• _Goal_:
Output every line of the material exactly, omitting images.

• _Provided data_:
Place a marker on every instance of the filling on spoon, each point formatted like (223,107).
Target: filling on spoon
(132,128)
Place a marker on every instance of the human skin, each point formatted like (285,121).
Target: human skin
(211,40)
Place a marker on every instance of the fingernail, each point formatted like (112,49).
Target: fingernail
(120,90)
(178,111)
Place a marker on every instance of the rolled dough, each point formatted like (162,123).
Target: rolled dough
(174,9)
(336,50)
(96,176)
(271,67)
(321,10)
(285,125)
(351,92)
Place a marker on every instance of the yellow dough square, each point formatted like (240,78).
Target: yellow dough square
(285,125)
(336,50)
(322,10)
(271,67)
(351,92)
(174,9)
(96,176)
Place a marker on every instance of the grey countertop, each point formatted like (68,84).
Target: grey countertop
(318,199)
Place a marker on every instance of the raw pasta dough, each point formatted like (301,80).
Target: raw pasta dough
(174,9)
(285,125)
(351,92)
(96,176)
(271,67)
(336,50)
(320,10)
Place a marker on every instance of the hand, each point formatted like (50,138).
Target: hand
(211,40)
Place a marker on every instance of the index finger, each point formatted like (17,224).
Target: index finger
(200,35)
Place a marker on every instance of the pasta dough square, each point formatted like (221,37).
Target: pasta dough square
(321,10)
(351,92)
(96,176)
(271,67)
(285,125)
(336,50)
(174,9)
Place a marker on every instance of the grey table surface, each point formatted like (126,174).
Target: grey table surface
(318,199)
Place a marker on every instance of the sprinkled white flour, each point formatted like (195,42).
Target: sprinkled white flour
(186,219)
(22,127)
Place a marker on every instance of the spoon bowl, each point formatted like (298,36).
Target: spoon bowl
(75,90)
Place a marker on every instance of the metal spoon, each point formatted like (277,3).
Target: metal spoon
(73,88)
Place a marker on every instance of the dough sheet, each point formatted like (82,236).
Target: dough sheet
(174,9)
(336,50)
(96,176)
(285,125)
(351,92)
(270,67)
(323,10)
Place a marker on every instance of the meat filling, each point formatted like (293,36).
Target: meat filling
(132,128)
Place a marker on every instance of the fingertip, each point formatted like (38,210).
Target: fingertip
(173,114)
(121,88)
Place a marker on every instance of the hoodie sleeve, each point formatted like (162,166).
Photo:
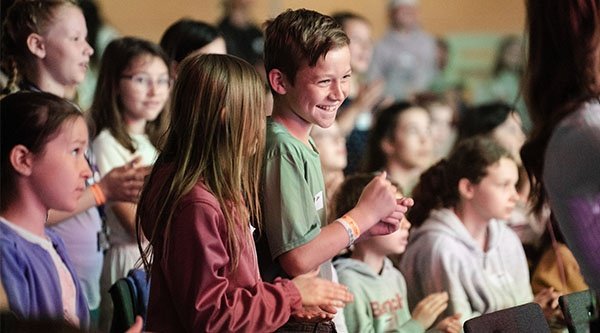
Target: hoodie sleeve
(446,274)
(211,297)
(358,314)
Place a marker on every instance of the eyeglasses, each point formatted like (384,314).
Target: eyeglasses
(145,81)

• _Response to this exercise_:
Place a marker on every instance of the filling on spoon, each point formatted like (223,107).
Target: filling on spoon
(132,128)
Place a marker on every instance of the human skin, each point formatted like (285,121).
Target: human skin
(211,40)
Place a marker on every instance of the fingernail, each point formatted like (112,49).
Target: fingernail
(120,90)
(178,111)
Place a marker on every instance of the rolled dough, each point formatted like (162,123).
Target: rolled dough
(174,9)
(336,50)
(96,176)
(271,67)
(321,10)
(285,125)
(351,92)
Place a marker on every instance of the yellow dough square, each point formatted like (240,78).
Target: yellow dough square
(285,125)
(336,50)
(322,10)
(271,67)
(351,92)
(174,9)
(96,176)
Place a marker on every instance of the grey countertop, each point formatted like (68,84).
Target: grey countertop
(318,199)
Place a marker on every instance of the raw pasta dough, each point formatted like (301,80).
Target: raw pasta dough
(174,9)
(285,125)
(351,92)
(96,176)
(271,67)
(336,50)
(320,10)
Place a marker on every instance of the hand, each point formatted like (50,138).
Target: hand
(211,40)
Place a marker on every instance of the index finger, each point formatted like (17,224).
Target: index finger
(200,35)
Place a marker on every instance of the pasta dough square, each point formatted like (221,37).
Target: pasta dough square
(321,10)
(351,92)
(96,176)
(271,67)
(285,125)
(336,50)
(174,9)
Place a marker on every instance of the grey table surface, each point formatted like (126,174).
Target: grey table surface
(318,199)
Place a marker on every instance of the sprinkled white flour, each point formatted like (195,42).
Target: sprinkled white flour
(186,219)
(22,127)
Place a marker on every instance of the spoon bowl, each point formatted like (298,36).
Target: spoon bowl
(75,90)
Place a marker on every instance of the metal spoon, each point formatted like (277,3).
Target: metal spoon
(73,88)
Place a marker on every instance of the dough sheet, each point formatted like (82,236).
Target: dough sheet
(174,9)
(336,50)
(96,176)
(285,125)
(351,92)
(270,67)
(323,10)
Place a marker on every instance of the meat filling, each point formatted like (293,36).
Target: meat filling
(132,128)
Place a marker on every instance of the fingertip, each point formatted like (38,210).
Target: fingertip
(173,114)
(121,88)
Place a marker on every instance of the hoodie sleeve, each point formatted like (162,166).
Photo:
Target: hoodie sleeve
(446,274)
(211,297)
(358,314)
Place a marker on every instance of the eyeglasses, each point formatted like (384,314).
Target: eyeglasses
(145,81)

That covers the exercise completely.